• _Task instructions_: Write out the entries verbatim and leave the images out of the copy.

* START Provided information *

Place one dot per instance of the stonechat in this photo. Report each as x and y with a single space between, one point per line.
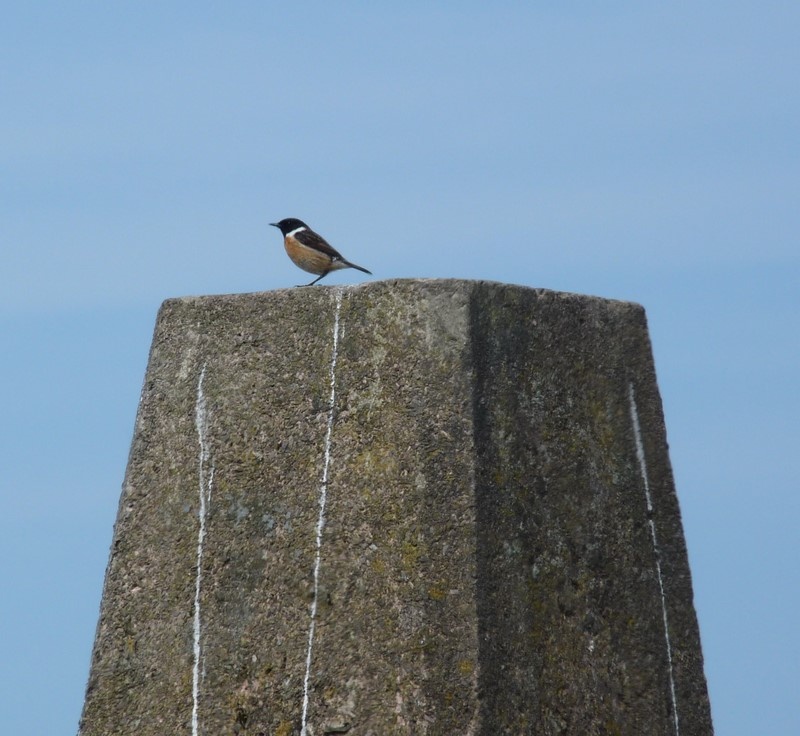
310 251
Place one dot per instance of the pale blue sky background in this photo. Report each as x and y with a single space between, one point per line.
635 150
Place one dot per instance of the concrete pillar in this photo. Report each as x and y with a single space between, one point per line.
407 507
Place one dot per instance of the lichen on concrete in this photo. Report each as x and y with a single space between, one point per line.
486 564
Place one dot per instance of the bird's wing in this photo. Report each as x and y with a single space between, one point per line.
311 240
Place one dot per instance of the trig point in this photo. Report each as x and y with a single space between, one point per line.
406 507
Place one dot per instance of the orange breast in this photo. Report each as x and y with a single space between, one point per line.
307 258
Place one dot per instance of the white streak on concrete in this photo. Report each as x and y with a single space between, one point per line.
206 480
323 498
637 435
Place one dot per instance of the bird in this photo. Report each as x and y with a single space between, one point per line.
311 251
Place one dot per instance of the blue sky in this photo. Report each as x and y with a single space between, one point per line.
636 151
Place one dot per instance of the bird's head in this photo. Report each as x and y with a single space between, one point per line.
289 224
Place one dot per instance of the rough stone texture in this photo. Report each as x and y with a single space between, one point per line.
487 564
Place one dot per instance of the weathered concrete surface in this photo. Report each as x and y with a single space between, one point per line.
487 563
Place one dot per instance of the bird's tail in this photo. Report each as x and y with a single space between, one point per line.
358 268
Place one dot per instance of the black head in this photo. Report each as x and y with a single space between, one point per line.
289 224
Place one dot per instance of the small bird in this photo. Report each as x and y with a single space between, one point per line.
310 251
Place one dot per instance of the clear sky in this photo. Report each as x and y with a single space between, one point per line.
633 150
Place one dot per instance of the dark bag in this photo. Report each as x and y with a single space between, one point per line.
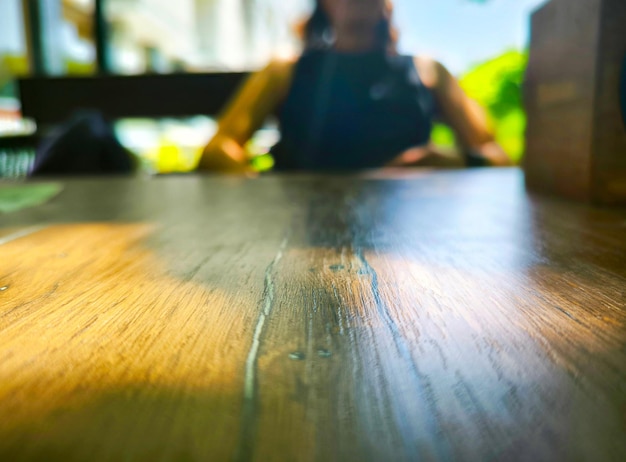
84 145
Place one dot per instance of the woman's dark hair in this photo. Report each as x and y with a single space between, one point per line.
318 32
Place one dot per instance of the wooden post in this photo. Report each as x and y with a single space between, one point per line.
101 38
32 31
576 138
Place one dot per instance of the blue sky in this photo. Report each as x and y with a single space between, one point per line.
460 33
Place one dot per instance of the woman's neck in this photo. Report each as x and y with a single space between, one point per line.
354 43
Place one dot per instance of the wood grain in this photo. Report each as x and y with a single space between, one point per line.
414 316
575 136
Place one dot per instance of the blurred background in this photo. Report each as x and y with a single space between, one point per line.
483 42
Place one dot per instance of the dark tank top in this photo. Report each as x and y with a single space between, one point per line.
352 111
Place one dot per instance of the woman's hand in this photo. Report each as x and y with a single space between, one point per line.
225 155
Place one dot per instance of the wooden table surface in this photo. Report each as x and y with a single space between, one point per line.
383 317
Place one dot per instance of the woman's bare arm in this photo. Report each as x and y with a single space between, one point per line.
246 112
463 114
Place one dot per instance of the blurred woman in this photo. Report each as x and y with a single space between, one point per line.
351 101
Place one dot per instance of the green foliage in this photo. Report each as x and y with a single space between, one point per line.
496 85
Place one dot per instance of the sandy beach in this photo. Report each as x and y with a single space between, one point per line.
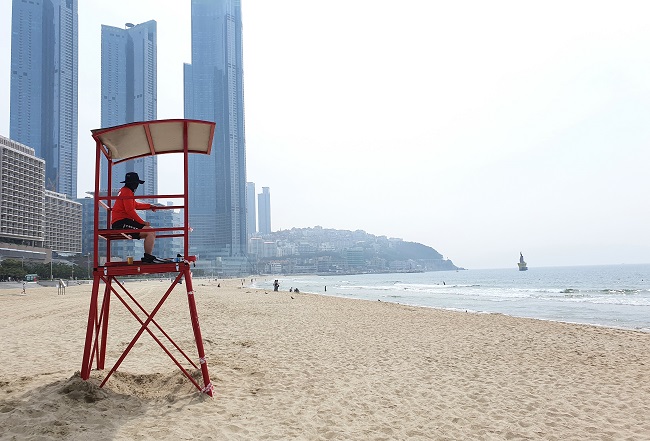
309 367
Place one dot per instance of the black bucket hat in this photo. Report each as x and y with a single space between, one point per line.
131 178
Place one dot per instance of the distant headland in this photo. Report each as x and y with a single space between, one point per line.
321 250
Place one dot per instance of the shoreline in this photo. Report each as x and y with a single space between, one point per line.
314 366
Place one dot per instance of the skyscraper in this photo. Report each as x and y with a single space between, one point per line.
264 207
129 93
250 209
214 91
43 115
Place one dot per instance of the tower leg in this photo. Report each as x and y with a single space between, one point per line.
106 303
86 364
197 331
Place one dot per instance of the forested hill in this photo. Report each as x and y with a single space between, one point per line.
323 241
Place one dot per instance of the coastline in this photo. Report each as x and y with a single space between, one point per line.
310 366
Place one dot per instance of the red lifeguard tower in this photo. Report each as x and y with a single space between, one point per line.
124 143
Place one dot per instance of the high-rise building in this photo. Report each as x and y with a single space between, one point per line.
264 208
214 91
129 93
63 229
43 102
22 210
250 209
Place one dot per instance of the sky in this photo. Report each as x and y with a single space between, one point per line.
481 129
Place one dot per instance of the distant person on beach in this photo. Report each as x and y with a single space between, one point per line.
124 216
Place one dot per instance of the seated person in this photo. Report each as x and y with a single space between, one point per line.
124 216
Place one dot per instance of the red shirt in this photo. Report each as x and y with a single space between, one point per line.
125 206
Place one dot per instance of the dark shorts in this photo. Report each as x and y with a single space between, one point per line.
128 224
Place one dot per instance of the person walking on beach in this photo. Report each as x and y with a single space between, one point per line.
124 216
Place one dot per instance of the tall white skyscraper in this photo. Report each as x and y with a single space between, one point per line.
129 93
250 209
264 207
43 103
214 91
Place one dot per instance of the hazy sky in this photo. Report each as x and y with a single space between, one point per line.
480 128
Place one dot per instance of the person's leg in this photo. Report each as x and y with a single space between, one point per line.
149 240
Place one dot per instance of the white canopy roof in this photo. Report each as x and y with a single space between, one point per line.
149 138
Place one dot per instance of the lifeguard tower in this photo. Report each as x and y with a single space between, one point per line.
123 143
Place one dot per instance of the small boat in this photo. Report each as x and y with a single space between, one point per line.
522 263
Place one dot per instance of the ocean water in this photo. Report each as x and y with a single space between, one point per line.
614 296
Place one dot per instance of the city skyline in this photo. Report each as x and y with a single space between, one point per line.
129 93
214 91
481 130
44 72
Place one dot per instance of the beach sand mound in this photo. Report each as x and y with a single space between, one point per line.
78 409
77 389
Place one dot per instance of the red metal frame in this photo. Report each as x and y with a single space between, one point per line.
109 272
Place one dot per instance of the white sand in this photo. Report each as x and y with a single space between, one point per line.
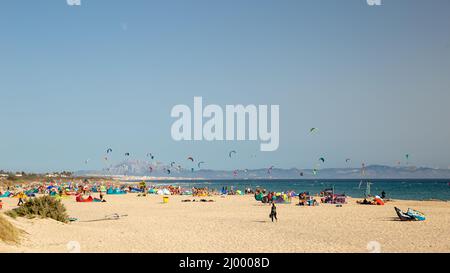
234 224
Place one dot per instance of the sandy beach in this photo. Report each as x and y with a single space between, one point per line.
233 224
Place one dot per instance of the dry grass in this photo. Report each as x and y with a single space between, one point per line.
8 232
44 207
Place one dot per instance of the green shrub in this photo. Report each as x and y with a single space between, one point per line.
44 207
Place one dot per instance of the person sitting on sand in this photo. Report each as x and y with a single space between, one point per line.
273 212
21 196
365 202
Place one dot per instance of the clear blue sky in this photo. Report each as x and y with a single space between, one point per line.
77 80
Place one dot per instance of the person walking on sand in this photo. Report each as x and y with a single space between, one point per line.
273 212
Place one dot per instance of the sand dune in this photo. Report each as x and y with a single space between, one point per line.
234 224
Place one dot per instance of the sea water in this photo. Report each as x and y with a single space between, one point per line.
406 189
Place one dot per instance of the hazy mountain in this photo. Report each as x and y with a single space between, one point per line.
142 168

* END Provided information *

• _Complete answer_:
Place one dot per instance of the stonechat in this photo. Report each as x and y with a single space between, one point per line.
310 251
Place one dot per instance of the pale blue sky background in this photo. Report each as x and y with a single space between, one point per line.
635 150
Place one dot per instance of the concrete pillar in this photo. Report each as x and y with a single space between, one point per line.
407 507
Place one dot per instance of the lichen on concrete in this photo. Report each as x and y with a single space between, one point per line.
486 564
Place one dot per instance of the bird's wing in this photo. Report each as x and y with a single space between, one point per line.
311 240
Place one dot per instance of the trig point in this photo. Report each as x and y with a single space between, one point per line.
406 507
Place one dot per instance of the orange breast in this photo. Report each as x and y with a single space between, one point per line.
307 258
Place one dot per instance of the white streak on concrete in this photo. Report each as x and y with a single space between, one point per line.
206 480
323 498
637 435
Place one dot per instance of the bird in this photo. Report each as x and y with a single space between, one point per line.
311 251
Place one dot per instance of the blue sky in this photo. Report each as x and y with a single space between, one point per line.
636 151
Place one dot per instance of the bird's head in this photo. Report each as x and y with a single space between, one point per line.
289 224
Place one dot per instance of the rough stone texture in this photo. Report each as x and y with a single space between, one point per line.
487 564
Place one dot per instance of the weathered concrete surface in this photo. Report each as x and y with a single space between, one point per line.
487 563
Place one dot per instance of the bird's tail in this photo. Report each as x and y with a single space between, one point per line.
358 268
Place one dot per instance of the black head in this photo. Report each as x and y with a single space between, one point per line.
289 224
Place one dot per instance of the small bird in this photo. Report each as x and y with a single space between, one point per line.
310 251
Place one dot per instance of the clear sky in this photo. Report each as x and y with a single space between, one point per line.
633 150
Place one dot per instance of the dark bag in this photo. Report each as x and y with a single space between, one point per line.
84 145
Place one dot per instance of the woman's dark hair in this photo. Report each as x and y with a single space between, one point per line.
318 32
Place one dot per instance of the wooden post in this photo. Report each as x and y with a single space between, one point per line.
101 38
32 31
576 138
Place one dot per instance of the blue sky in this photo. Report each as x and y with a single space between, one point per line.
460 33
Place one dot per instance of the woman's neck in this photo. Report each as x and y with a single space between, one point per line.
354 43
Place one dot per instance of the wood grain in this photo. Report each as x and y with a single space between, one point per line.
414 316
575 136
Place one dot per instance of the blurred background in this photo. Report each as x and y with a single space between, one point per line.
483 42
Place one dot per instance of the dark tank top in this photo. Report each as x and y with a single space between, one point per line.
352 111
Place one dot per instance of the woman's hand in this photo. Report each as x and y with a single space between, one point per line.
225 155
Place one dot per instance of the wooden table surface in this photo. Report each as x and y with a single space between, one point per line.
383 317
Place one dot per instance of the woman's bare arm in this photo. Report each as x and y with a single space between, one point per line.
246 112
463 114
Place one dot per instance of the blurred woman in this photo. Report each as x and y with a single space between, one point per line.
351 101
Place one dot per instance of the green foliage in this photo. Report each as x and y with a single space between, one point per line.
496 85
Place one dot per instance of the sandy beach in this photo. Report each as x and y with a single space between, one point per line.
309 367
Place one dot per instance of the black bucket hat in this photo. Report each as x and y with a single space between, one point per line.
131 178
Place one dot per instance of the distant headland in this photo. Report each as x and y with a single space between, one point per line.
321 250
Place one dot per instance of the shoreline in this photo. Report each as x and y with a single space between, one point per line.
314 366
Place one dot per instance of the skyscraper in this photo. Report each as x and y with a single space between, one point per line.
264 207
129 93
250 209
214 91
43 115
Place one dot per instance of the tower leg in this photo. Report each as x and y with a single space between, one point per line.
106 303
86 364
197 331
Place one dot per instance of the forested hill in this photo. Report each as x and y with a single space between, one point per line.
323 241
Place one dot per instance of the coastline in this photo. Report each as x and y with a single space between, one point per line.
310 366
Place one dot per instance of the red lifeguard tower in this photo. Report each as x and y with a single space between, one point per line.
124 143
Place one dot per instance of the high-rise building in this photo. Report each as x and y with a single space between, one point per line.
264 208
214 91
129 93
63 229
43 102
22 210
250 209
Place one dot per instance of the sky in this photo. Report each as x and y with a single space between, one point per line.
481 129
Place one dot per instance of the distant person on beach in this photo. Report each as x and y with a single space between, one point per line.
124 216
Place one dot per instance of the seated person in this photo. Report each as x and y with a single space between, one point per line.
124 216
Place one dot per instance of the red shirt in this photo. Report each as x and y with a single space between, one point per line.
125 206
Place one dot per instance of the dark shorts in this photo. Report each as x and y with a single space between, one point per line.
128 224
Place one dot per instance of the person walking on beach in this photo. Report each as x and y with a single space between, one point per line.
124 216
Place one dot per instance of the tall white skyscraper in this photo. Report each as x and y with a single space between, one point per line.
129 93
250 209
264 207
43 103
214 91
Place one dot per instance of the hazy sky in this photo. Report each as x and y with a single space between, one point per line.
480 128
Place one dot per instance of the person's leg in this photo. Report each as x and y with a single space between, one point per line.
149 240
Place one dot per instance of the white canopy roof in this photo. Report each as x and y with a single space between, one point per line.
149 138
Place one dot per instance of the lifeguard tower in this photo. Report each as x and y with a single space between, one point per line.
123 143
Place one dot per instance of the small boat in this photo. Report each as x and y with a single space between, one point per line.
522 263
Place one dot per instance of the ocean water in this photo. Report each as x and y with a single space between, one point per line.
614 296
Place one dot per instance of the city skyline in this photo. Report each as x and y with a single space between, one point per line.
129 93
214 91
481 130
44 72
Place one dot per instance of the beach sand mound in this photo. Report each as x and y with a single space between, one point per line.
78 409
77 389
Place one dot per instance of the red metal frame in this photo. Report each as x and y with a single space between, one point per line.
109 272
Place one dot per instance of the white sand in this photo. Report each as x and y with a single space between, one point per line.
234 224
Place one dot per instance of the sandy beach in this photo. Report each as x and y with a single space between, one point per line.
233 224
Place one dot per instance of the dry grass in this photo. Report each as x and y with a single space between, one point per line.
8 232
44 207
Place one dot per instance of the green shrub in this photo. Report each as x and y with a single space between, one point per line.
44 207
Place one dot per instance of the person sitting on sand in this photo. Report each as x and y with a single space between, one point per line.
273 212
21 196
365 202
Place one dot per instance of the clear blue sky in this photo. Report each as x and y with a single space between, one point per line.
77 80
Place one dot per instance of the person walking on sand in this photo. Report each as x and y with a single space between, one point per line.
273 212
Place one dot per instance of the sand dune in this photo. Report each as x and y with a single space between, one point per line.
234 224
Place one dot per instance of the sea water in this photo. Report each as x and y with a single space between, one point per line.
406 189
Place one dot per instance of the hazy mountain in this photo. Report each as x and y with a single space between, one point per line.
142 168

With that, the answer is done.